### MATERIAL ###

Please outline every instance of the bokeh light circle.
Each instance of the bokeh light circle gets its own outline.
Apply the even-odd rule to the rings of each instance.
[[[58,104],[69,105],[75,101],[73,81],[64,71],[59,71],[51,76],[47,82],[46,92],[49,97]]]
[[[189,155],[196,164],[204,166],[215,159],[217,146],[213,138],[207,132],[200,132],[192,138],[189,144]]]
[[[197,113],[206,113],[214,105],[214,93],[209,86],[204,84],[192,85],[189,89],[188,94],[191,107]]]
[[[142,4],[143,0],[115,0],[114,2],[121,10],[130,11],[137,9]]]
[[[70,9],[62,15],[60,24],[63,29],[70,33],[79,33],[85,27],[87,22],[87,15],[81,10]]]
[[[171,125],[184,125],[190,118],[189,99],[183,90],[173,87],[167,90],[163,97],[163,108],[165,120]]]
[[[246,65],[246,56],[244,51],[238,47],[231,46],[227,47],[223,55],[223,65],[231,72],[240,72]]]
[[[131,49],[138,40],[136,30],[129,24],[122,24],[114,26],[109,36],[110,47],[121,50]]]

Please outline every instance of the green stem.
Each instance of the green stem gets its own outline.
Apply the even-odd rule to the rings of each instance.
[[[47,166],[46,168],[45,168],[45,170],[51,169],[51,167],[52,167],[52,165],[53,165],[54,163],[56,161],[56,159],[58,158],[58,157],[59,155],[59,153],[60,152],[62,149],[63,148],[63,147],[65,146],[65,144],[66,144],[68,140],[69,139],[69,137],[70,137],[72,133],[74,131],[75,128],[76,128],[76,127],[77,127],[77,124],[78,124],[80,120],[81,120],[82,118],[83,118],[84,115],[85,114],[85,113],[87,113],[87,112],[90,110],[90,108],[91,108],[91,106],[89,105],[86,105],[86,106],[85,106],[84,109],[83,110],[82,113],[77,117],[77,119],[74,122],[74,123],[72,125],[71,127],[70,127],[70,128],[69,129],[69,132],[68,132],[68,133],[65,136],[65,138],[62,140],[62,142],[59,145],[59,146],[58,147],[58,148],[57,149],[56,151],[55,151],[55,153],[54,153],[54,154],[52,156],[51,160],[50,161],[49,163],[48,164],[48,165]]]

###

■ GOAL: Reproduce all of the data above word for word, keeping every line and character unchanged.

■ EXERCISE ANSWER:
Please outline every instance of the bokeh light circle.
Each instance of the bokeh light circle gets its own outline.
Apply the even-odd rule to the rings of each instance.
[[[58,104],[69,105],[75,101],[73,81],[64,71],[59,71],[51,76],[47,82],[46,92],[49,97]]]
[[[189,155],[196,164],[204,166],[215,159],[217,146],[213,138],[207,132],[200,132],[192,138],[189,144]]]
[[[197,113],[206,113],[214,105],[214,93],[209,86],[204,84],[192,85],[189,89],[188,94],[191,107]]]
[[[142,4],[143,0],[115,0],[114,2],[121,10],[130,11],[137,9]]]
[[[70,9],[62,15],[60,24],[63,29],[70,33],[79,33],[85,27],[87,22],[87,15],[81,10]]]
[[[171,125],[184,125],[190,118],[189,99],[183,90],[173,87],[167,90],[163,97],[163,108],[165,120]]]
[[[246,65],[246,56],[244,51],[238,47],[231,46],[227,47],[223,55],[223,65],[231,72],[240,72]]]
[[[131,49],[138,40],[136,30],[129,24],[122,24],[114,26],[109,36],[110,47],[121,50]]]

Please outline every instance of the green stem.
Each instance of the green stem gets its own outline.
Apply the even-odd rule to the rings of each instance.
[[[47,166],[46,168],[45,168],[45,170],[51,169],[51,167],[52,167],[52,165],[53,165],[54,163],[56,161],[56,159],[58,158],[58,157],[59,155],[59,153],[60,152],[62,149],[63,148],[63,147],[65,146],[65,144],[66,144],[68,140],[69,139],[69,137],[70,137],[72,133],[74,131],[75,128],[76,128],[76,127],[77,127],[77,124],[78,124],[80,120],[81,120],[82,118],[83,118],[84,115],[85,114],[85,113],[87,113],[87,112],[90,110],[90,108],[91,108],[91,106],[89,105],[86,105],[86,106],[85,106],[84,109],[83,110],[82,113],[77,117],[77,119],[74,122],[74,123],[72,125],[71,127],[70,127],[70,128],[69,129],[69,132],[68,132],[68,133],[65,136],[65,138],[62,140],[62,142],[59,145],[59,146],[58,147],[58,148],[57,149],[56,151],[55,151],[55,153],[54,153],[54,154],[52,156],[51,160],[50,161],[49,163],[48,164],[48,165]]]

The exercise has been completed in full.